» SOURCE DOCUMENT:
§
John Dreyzehner

John J. Dreyzehner

Public Advisor

John J. Dreyzehner, MD, MPH, FACOEM, is a physician and innovative public health practitioner with over 30 years of tested and proven leadership in military, private, non-profit, and governmental sectors. His primary career emphasis has been in local, state, and federal population health leadership roles.

Most recently (2019-2021) he served as the director of the CDC Center for Preparedness and Response, with a team of over 600 professionals and a budget of over $800 million. Dr. Dreyzehner was responsible for all programs that comprised CDC’s public health preparedness and response portfolio: emergency operations, state and local readiness, and oversight of select agent and toxin laboratories in the United States, serving at the outset and height of the COVID-19 pandemic. A highly respected national leader-practitioner in the field of population health, Dr. Dreyzehner has had a career-long emphasis on preparedness and response issues, including serving as the ASTHO Preparedness Policy Committee Chair, National Homeland Security Consortium Tri-Chair, and the NEMA-ASTHO-GHSAC Policy Committee Co-Chair.

From 2011-2019 Dr. Dreyzehner served in the Tennessee Cabinet as the Commissioner of the Tennessee Department of Health leading a team of over 3,500 individuals and a budget of over $600 million. During his tenure he explicitly linked health and prosperity, focused on primary prevention interventions, and took his team on a performance excellence journey using the Baldrige framework. His agency received numerous awards for this work, including three consecutive national Vision and outstanding county health department awards along with national recognition for his leadership of continuous improvement and performance excellence in Tennessee.

In addition to numerous legislative and policy initiatives, including official but unpopular warnings regarding e-cigarettes and Cannabis, national leadership in work to prevent substance use disorders, neonatal abstinence syndrome, and other adverse childhood experiences, Dr. Dreyzehner led Tennessee’s preparedness and response to infectious disease outbreaks, including the national fungal meningitis outbreak of 2012, Ebola, Zika, and outbreaks of hepatitis A and C. He also led the public health preparedness and response activities to natural disasters, including severe winter storms, tornados, flooding, and a major rural-to-urban wildfire in Gatlinburg and the Great Smokey Mountain National Park. His agency was the lead responder for local disasters and his response teams provided direct aid to other states.
§
» GIVEN DATA:
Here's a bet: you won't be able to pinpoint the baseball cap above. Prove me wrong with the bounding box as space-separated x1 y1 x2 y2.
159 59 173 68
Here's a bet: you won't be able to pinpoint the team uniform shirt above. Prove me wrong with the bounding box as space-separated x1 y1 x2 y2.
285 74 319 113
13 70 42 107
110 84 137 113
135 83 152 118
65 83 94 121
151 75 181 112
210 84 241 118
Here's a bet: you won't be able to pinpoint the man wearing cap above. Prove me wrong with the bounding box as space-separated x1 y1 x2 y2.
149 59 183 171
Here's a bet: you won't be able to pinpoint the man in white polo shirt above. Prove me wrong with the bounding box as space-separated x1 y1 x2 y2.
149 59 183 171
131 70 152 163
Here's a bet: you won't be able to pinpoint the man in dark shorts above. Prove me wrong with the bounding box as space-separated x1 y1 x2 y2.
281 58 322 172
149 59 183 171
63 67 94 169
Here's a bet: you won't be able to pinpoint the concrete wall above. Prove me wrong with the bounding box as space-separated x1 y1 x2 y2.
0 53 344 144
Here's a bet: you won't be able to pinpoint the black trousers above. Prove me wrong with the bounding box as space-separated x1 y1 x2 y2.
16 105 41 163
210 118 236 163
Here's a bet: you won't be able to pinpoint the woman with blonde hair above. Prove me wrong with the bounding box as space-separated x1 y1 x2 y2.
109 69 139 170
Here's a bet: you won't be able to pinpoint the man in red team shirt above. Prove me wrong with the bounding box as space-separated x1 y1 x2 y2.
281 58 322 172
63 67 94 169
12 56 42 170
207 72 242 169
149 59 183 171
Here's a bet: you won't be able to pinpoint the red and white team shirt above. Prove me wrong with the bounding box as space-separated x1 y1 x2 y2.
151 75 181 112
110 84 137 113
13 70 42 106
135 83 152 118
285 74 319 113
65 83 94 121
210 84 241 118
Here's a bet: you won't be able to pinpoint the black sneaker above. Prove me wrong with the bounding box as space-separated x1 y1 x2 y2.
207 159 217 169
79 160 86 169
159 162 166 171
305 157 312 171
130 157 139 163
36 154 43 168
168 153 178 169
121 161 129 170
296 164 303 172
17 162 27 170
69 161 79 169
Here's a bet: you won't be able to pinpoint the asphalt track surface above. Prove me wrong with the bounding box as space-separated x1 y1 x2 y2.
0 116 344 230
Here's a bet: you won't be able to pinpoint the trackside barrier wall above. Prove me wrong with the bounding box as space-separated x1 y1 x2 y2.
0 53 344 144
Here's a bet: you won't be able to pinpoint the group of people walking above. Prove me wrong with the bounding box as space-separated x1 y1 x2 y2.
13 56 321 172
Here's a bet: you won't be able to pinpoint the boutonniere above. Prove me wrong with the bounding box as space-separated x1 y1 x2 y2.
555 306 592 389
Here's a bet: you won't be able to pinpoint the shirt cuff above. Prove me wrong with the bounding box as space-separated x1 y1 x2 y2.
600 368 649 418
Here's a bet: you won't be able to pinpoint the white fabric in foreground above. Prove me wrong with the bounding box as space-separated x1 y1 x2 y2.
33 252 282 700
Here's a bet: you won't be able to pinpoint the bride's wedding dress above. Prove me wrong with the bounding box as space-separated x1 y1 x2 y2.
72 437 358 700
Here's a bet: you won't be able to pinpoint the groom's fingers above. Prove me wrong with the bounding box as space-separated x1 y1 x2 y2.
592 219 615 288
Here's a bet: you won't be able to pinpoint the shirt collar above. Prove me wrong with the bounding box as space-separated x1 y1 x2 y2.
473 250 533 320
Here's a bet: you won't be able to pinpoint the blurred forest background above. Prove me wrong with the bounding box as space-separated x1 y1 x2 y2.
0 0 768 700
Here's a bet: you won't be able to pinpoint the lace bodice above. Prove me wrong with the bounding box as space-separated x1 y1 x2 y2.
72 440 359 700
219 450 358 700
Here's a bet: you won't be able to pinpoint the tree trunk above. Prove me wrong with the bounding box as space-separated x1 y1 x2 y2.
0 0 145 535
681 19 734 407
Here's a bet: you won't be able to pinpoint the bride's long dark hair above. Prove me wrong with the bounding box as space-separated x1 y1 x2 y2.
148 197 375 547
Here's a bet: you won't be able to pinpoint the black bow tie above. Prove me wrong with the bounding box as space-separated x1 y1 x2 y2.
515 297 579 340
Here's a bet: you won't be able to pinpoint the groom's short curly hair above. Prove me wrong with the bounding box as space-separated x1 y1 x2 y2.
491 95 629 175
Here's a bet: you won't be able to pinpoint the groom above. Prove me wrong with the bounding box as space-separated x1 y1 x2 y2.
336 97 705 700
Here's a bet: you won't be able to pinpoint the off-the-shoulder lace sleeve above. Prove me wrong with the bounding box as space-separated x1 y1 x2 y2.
§
» WHAT TO DO:
1: From the John Dreyzehner biography, list the natural disasters whose public health preparedness and response activities he led in Tennessee.
2: Rewrite the part of the John Dreyzehner biography that opens with the words containing "Public Advisor" and closes with "health leadership roles.", replacing "physician" with "medical doctor".

» EXPECTED RESULTS:
1:
- Severe winter storms
- Tornados
- Flooding
- A major rural-to-urban wildfire in Gatlinburg and the Great Smokey Mountain National Park

2:
Public Advisor

John J. Dreyzehner, MD, MPH, FACOEM, is a medical doctor and innovative public health practitioner with over 30 years of tested and proven leadership in military, private, non-profit, and governmental sectors. His primary career emphasis has been in local, state, and federal population health leadership roles.